- _Saved data entries_
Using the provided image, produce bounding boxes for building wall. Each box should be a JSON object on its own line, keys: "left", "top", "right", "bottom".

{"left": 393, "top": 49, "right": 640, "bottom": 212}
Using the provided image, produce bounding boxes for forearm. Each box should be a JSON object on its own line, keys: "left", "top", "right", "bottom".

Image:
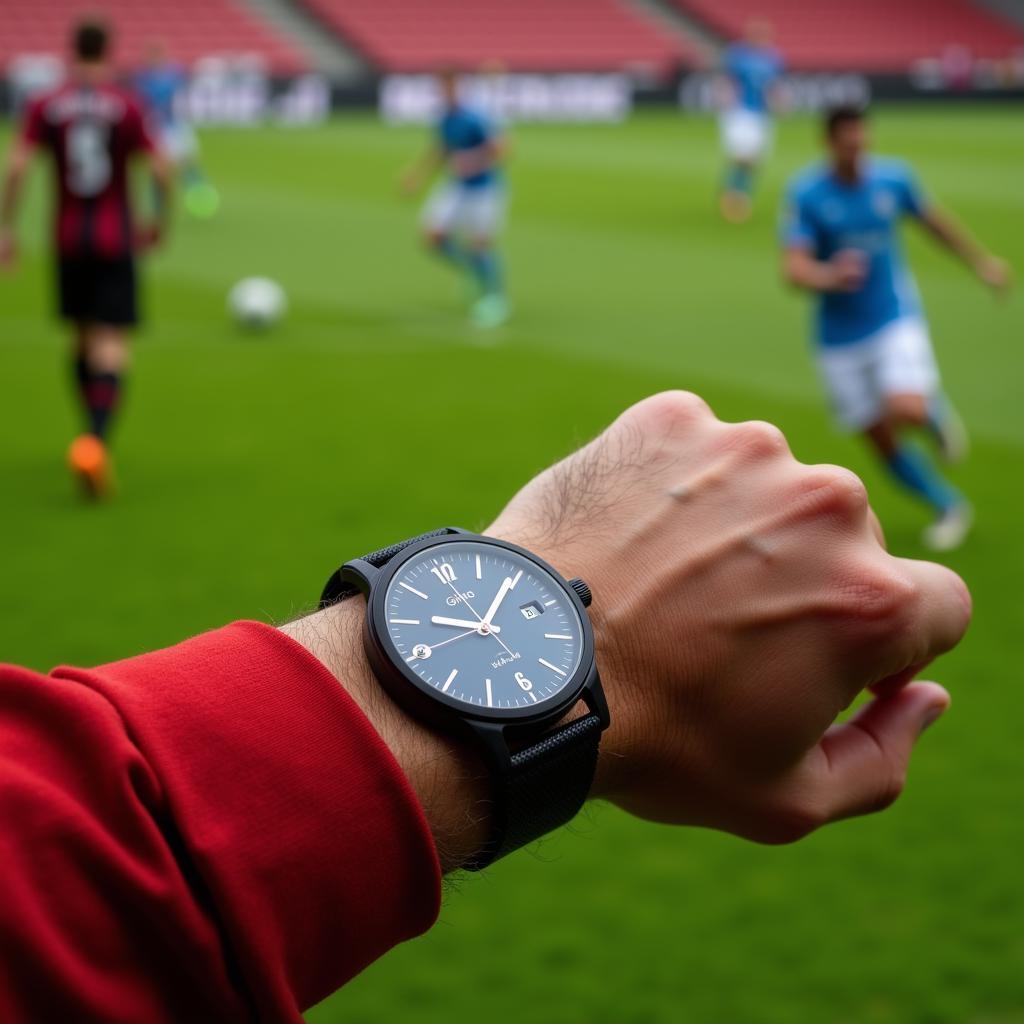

{"left": 405, "top": 147, "right": 443, "bottom": 186}
{"left": 784, "top": 251, "right": 838, "bottom": 292}
{"left": 921, "top": 207, "right": 988, "bottom": 267}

- _Task statement_
Without the pictures, restate all of the entries above verbatim.

- _Answer space_
Using the provided image, produce bounding boxes for building wall. Each box should be a JSON object on its own line, keys: "left", "top", "right", "bottom".

{"left": 393, "top": 49, "right": 640, "bottom": 212}
Using the provided image, produce bounding boxes for forearm. Each box should be a JSON object on its own line, keys: "left", "top", "right", "bottom".

Image:

{"left": 405, "top": 147, "right": 443, "bottom": 186}
{"left": 784, "top": 251, "right": 838, "bottom": 292}
{"left": 921, "top": 207, "right": 988, "bottom": 267}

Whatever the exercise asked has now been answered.